## Required work
1 > Substitute "utf8_general_ci" for "latin1_swedish_ci" in the forum post about inserting form data into MySQL below. Reproduce the passage beginning at the words "Name varchar(20) latin1_swedish_ci" and stopping after "me out, please?".
2 > Write the next part of the forum post about inserting form data into MySQL below, picking up after its final sentence.

## Page

↓

I havent do php for some time, but i dont really see what am I missing.
I am trying to insert some datas from FORM into MYSQL , but it still fail.
This is the file with FORM :
<html>
<head>
<link type="text/css" rel="stylesheet" href="stylesheet.css"/>
<title>registrace</title>
</head>
<body>
<H1> The Best Page! </H1>
<p>
"Please registrate"
<form action="zpracovani.php" method="post">
Name <input type="text" size="20" name="Name" value=""><br>
Surname <input type="text" size="30" name="Surname" value=""><br>
Username <input type="text" size="30" name="username" value=""><br>
Password <input type="text" size="10" name="password" value=""><br>
Retype password <input type="text" size="10" name="password2" value=""><br>
<input type="image" name="button" value="submit" class="button" src="button.jpg">
</form>
</p>
</body>
</html>
As you can see i am sending data to proceed into file "zpracovani.php". I did test if i am connected to mysql server ( It passes ) and also a check if i am connected to the right database ( Also passes with no probs ).
<html>
<?php
echo "Wait please";
$con=mysql_connect ('localhost','root','');
if (!$con)
{
die ( 'Could not connect: ' . mysql_error());
}
mysql_select_db ('registrace') or die("cannot select DB");
echo #mysql_ping() ? 'true' : 'false';
$sql="INSERT INTO 'registrace'(Name, surname, username, password).
VALUES('$_POST[Name]','$_POST[Surname]','$_POST[username]','$_POST[password]')";
$result=mysql_query($sql);
if($result){
echo("<br>Input data is succeed");
}else{
echo("<br>Input data is fail");`
}
mysql_close($con);
?>
</html>
Below is overwiev of mysql table I made.
ID int(11)
Name varchar(20) latin1_swedish_ci
Surname varchar(30) latin1_swedish_ci
username varchar(30) latin1_swedish_ci
password varchar(10) latin1_swedish_ci
However I am connected to the database and to correct table it still is unable to insert anyone into the database. Can anyone look into this and help me out, please?

↑

## Material provided

↓

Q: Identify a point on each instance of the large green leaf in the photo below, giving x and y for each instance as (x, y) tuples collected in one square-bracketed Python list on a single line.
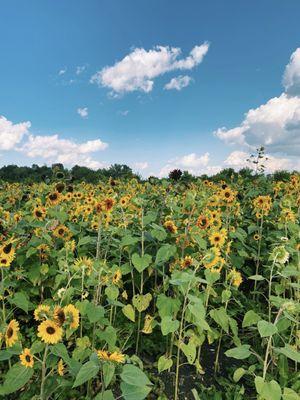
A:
[(240, 352), (88, 371), (132, 375), (266, 329), (16, 377)]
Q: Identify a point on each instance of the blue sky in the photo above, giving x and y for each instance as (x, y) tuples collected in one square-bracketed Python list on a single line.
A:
[(51, 50)]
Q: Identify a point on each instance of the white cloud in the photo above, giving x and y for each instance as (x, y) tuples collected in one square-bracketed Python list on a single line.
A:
[(291, 77), (124, 113), (62, 71), (238, 159), (12, 134), (192, 163), (275, 125), (138, 69), (54, 149), (80, 69), (83, 112), (178, 83), (141, 165)]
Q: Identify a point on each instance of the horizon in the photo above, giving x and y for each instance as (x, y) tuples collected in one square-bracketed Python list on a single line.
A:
[(152, 86)]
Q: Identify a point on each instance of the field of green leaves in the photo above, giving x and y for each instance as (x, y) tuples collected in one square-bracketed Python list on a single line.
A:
[(150, 290)]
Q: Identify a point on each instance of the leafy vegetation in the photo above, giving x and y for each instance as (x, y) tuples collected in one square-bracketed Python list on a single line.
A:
[(166, 289)]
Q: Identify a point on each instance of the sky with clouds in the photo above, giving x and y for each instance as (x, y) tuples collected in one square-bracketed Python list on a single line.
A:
[(157, 85)]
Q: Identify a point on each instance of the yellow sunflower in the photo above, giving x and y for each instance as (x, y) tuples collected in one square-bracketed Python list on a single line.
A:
[(11, 334), (50, 332), (42, 312), (72, 316), (26, 358)]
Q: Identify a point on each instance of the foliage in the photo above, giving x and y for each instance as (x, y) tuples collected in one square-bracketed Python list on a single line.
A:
[(111, 289)]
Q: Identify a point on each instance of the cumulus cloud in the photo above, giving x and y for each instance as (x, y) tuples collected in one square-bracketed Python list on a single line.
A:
[(238, 159), (138, 69), (83, 112), (12, 134), (275, 124), (141, 165), (178, 83), (80, 69), (291, 77), (54, 149), (49, 148), (192, 163)]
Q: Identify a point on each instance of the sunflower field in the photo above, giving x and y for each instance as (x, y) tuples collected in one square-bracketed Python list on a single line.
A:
[(150, 290)]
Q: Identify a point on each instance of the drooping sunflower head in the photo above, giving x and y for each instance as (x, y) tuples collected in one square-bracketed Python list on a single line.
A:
[(59, 315), (72, 316), (11, 334), (50, 332), (26, 358), (42, 312), (116, 277)]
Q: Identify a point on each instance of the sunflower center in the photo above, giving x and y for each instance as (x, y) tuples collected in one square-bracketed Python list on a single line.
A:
[(10, 332), (50, 330)]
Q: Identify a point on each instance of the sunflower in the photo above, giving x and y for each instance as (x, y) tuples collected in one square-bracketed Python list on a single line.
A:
[(203, 222), (11, 334), (61, 231), (116, 277), (72, 316), (107, 356), (212, 258), (39, 213), (50, 332), (235, 277), (60, 368), (7, 250), (85, 263), (26, 358), (59, 316), (227, 195), (42, 312), (147, 329), (186, 262), (217, 239), (53, 198)]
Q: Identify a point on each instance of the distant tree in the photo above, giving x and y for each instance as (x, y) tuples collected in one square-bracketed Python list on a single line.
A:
[(175, 175)]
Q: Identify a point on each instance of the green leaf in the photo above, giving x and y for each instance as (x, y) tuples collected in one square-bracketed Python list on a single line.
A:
[(107, 395), (189, 351), (16, 377), (21, 301), (168, 325), (266, 329), (250, 318), (88, 371), (131, 392), (221, 318), (94, 313), (164, 363), (290, 394), (108, 373), (141, 262), (132, 375), (289, 352), (240, 352), (129, 312), (141, 302), (238, 374), (164, 253), (267, 390)]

↑

## Results
1 >
Name varchar(20) utf8_general_ci
Surname varchar(30) utf8_general_ci
username varchar(30) utf8_general_ci
password varchar(10) utf8_general_ci
However I am connected to the database and to correct table it still is unable to insert anyone into the database. Can anyone look into this and help me out, please?

2 >
Thanks in advance!
Either remove the quotes in 'registrace' or use backticks in INSERT INTO 'registrace'
Example:
INSERT INTO `registrace`
Using backticks is better.
Also remove the dot in:
$sql="INSERT INTO 'registrace'(Name, surname, username, password).
It should read as:
$sql="INSERT INTO `registrace` (Name, surname, username, password)
Reformatted:
$sql="INSERT INTO `registrace` (Name, surname, username, password)
VALUES
('{$_POST['Name']}','{$_POST['Surname']}','{$_POST['username']}','{$_POST['password']}')";
Or follow this convention:
$unsafe_variable = $_POST["user-input"]
$safe_variable = mysql_real_escape_string($unsafe_variable);
mysql_query("INSERT INTO table (column) VALUES ('" . $safe_variable . "')");
NOTE: I also noticed that you are using the same name for both your DB and your table.
Make sure that this is in fact the case.
Your DB:
mysql_select_db ('registrace')
and your table?
INSERT INTO `registrace`
Plus, it would be a good idea to increase the values for your VARCHAR's and consider using MySQLi_ and prepared statements or PDO. MySQL_ functions are deprecated.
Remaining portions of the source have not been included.